◆ **Problem requirements**: Copy the rows below, putting "point" in place of every "marker" and changing nothing else.

◆ **Excerpted records**:

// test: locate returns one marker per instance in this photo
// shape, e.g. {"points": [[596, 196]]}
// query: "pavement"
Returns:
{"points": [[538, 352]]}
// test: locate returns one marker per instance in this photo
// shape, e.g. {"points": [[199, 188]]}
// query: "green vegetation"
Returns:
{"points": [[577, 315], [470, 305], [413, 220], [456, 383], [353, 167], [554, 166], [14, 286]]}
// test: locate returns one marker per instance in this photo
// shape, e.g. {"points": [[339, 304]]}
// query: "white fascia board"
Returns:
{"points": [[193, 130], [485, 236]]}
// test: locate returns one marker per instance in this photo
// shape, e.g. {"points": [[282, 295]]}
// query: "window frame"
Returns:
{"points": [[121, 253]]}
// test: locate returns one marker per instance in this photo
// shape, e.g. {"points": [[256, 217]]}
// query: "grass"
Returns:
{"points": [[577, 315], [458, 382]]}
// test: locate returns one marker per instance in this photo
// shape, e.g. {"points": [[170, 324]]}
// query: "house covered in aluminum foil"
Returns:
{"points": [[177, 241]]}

◆ **Task solution**:
// test: locate returns one point per instance in this photo
// shape, e.g. {"points": [[596, 196]]}
// query: "pavement"
Returns:
{"points": [[538, 352]]}
// test: locate returns one point per instance in this photo
// shape, e.g. {"points": [[199, 188]]}
// query: "green vegetation"
Returns:
{"points": [[577, 315], [470, 305], [413, 220], [456, 383], [353, 167], [554, 166], [14, 286]]}
// test: locate returns one point per instance in this photo
// shape, e.g. {"points": [[339, 304]]}
// query: "white fascia board"
Returns:
{"points": [[193, 130], [485, 236]]}
// test: locate returns one point per instance in this photo
// shape, e.g. {"points": [[282, 295]]}
// query: "window frame"
Returns:
{"points": [[121, 253]]}
// test: locate returns one point per instance in this photo
// shape, e.g. {"points": [[256, 217]]}
// query: "grass"
Returns:
{"points": [[577, 315], [458, 382]]}
// test: locate returns one point per instance in this photo
// shape, e.g. {"points": [[170, 324]]}
// query: "house covered in aluminum foil"
Returns:
{"points": [[177, 241]]}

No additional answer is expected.